*WHAT NEEDS TO BE DONE*. Copy out every line in the lines below that contains the word "nostril".

*GIVEN RECORDS*.
○ ○ ○ ○ ○ ○ ○

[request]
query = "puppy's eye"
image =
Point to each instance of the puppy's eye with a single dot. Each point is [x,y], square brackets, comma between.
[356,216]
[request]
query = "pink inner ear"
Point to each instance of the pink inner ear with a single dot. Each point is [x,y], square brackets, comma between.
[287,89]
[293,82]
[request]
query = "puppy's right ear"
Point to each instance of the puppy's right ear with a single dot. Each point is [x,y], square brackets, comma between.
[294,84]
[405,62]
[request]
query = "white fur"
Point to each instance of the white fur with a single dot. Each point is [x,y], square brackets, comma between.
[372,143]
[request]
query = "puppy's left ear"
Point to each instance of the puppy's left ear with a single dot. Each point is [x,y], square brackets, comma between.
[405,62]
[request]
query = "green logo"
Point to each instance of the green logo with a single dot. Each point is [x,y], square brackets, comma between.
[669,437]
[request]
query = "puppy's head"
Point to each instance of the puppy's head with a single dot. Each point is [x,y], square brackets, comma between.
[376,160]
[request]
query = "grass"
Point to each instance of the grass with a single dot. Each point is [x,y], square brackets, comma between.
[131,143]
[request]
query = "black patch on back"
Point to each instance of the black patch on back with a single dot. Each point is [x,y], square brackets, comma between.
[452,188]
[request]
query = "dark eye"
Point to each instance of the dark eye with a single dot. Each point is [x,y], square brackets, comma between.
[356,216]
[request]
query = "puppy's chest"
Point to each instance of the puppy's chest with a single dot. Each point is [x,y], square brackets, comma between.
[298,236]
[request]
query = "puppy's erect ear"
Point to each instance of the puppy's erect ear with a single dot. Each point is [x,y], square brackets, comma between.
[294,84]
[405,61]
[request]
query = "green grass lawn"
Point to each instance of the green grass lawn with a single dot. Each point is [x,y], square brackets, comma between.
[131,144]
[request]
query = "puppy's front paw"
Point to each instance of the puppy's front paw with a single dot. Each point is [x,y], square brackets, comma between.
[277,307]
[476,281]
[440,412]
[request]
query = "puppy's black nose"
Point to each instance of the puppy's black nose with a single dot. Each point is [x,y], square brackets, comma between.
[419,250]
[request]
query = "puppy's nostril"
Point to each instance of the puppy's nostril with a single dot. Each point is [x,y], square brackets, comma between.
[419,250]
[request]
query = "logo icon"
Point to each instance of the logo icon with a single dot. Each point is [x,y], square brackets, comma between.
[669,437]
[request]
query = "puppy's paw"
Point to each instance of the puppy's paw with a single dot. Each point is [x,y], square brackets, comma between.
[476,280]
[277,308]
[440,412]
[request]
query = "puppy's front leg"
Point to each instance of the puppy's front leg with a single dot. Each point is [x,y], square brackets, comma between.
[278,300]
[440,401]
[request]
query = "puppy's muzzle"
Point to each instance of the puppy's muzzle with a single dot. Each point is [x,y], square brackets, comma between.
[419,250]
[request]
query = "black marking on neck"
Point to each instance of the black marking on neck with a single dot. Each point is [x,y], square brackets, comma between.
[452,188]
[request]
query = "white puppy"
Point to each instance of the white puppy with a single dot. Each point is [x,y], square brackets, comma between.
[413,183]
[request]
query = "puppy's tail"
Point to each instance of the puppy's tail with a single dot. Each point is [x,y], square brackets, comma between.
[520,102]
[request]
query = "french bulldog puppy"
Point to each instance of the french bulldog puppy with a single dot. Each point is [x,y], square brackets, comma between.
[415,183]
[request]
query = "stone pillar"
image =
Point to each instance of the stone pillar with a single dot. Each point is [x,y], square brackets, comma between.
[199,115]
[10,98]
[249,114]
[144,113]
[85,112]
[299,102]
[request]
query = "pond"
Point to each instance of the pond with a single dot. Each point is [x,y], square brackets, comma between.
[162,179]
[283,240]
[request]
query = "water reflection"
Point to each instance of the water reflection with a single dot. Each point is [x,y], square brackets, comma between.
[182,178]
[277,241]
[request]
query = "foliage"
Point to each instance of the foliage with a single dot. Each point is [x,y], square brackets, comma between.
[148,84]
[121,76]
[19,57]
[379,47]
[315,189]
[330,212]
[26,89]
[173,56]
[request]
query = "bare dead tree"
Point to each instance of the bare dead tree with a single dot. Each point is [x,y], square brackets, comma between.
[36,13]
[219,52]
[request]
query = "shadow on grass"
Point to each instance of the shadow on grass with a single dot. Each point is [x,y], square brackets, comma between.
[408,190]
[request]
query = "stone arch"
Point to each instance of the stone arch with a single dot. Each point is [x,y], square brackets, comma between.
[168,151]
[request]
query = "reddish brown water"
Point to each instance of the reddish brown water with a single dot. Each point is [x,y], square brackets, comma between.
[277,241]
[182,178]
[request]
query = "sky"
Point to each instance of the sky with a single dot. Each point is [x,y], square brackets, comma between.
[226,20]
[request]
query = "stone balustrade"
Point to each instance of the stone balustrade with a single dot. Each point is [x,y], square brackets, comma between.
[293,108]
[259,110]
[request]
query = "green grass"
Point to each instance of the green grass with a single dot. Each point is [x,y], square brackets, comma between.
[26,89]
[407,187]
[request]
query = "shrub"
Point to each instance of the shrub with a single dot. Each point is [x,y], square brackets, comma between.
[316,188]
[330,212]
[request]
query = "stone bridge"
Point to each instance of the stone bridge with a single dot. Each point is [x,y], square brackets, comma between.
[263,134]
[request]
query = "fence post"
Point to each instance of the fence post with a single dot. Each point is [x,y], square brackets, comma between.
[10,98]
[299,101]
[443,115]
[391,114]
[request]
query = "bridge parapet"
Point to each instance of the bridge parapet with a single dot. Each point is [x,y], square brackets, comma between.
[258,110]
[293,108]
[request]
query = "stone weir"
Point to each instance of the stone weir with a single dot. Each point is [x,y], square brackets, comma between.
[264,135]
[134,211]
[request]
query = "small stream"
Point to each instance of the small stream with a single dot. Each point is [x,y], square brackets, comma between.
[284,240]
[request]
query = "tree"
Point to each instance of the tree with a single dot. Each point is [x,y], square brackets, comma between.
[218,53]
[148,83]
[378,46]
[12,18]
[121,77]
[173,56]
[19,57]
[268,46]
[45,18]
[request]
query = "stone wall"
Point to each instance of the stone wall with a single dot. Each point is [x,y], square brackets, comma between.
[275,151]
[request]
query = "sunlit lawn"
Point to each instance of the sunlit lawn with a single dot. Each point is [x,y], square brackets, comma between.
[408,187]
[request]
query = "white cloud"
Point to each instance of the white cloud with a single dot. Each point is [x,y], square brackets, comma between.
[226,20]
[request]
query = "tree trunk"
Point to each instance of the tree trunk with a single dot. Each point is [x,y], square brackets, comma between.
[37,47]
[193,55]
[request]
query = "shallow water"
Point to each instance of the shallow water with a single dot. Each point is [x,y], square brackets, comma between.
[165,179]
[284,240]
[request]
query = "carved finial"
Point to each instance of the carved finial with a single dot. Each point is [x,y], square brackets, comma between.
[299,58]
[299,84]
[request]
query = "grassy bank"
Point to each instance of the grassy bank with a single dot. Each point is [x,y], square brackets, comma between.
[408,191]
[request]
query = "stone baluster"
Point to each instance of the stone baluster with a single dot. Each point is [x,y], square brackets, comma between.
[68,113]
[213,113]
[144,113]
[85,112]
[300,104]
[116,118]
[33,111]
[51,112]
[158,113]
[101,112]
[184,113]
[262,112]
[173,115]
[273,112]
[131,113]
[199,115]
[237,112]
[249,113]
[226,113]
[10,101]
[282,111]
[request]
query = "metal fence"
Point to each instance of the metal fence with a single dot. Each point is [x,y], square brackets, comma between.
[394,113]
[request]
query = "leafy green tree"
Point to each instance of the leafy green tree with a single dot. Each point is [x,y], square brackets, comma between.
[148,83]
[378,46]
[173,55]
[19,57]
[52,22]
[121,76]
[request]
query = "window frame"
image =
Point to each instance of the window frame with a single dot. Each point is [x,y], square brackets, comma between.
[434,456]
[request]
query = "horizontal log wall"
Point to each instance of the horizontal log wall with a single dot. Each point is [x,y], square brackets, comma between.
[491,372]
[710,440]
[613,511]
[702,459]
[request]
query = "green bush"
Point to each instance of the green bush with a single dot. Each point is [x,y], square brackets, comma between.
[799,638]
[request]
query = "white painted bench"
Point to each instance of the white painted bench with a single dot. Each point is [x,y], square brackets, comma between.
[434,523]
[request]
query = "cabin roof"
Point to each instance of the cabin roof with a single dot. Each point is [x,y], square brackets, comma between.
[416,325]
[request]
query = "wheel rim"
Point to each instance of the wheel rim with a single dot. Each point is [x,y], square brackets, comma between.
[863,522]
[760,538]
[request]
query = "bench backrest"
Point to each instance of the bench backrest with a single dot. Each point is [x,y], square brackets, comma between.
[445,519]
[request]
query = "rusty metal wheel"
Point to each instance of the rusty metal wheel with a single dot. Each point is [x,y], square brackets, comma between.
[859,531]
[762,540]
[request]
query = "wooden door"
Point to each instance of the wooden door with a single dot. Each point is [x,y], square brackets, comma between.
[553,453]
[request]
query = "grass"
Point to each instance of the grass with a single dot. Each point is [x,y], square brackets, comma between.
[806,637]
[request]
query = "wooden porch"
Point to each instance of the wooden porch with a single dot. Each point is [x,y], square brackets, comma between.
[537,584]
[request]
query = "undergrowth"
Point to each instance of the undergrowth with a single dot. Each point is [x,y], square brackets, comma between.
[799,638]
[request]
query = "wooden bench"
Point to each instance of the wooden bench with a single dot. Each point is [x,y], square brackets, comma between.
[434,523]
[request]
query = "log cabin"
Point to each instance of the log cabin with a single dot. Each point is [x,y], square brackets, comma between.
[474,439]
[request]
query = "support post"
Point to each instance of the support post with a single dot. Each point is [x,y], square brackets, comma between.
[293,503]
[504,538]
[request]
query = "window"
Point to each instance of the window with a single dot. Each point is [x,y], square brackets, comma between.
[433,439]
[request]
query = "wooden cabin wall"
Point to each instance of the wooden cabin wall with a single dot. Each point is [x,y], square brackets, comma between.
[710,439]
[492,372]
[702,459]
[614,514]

○ ○ ○ ○ ○ ○ ○

*EXPECTED OUTPUT*.
query = "puppy's nostril"
Point to each instance of the puppy's nostril with a single dot. Each point is [x,y], square brackets, comma between.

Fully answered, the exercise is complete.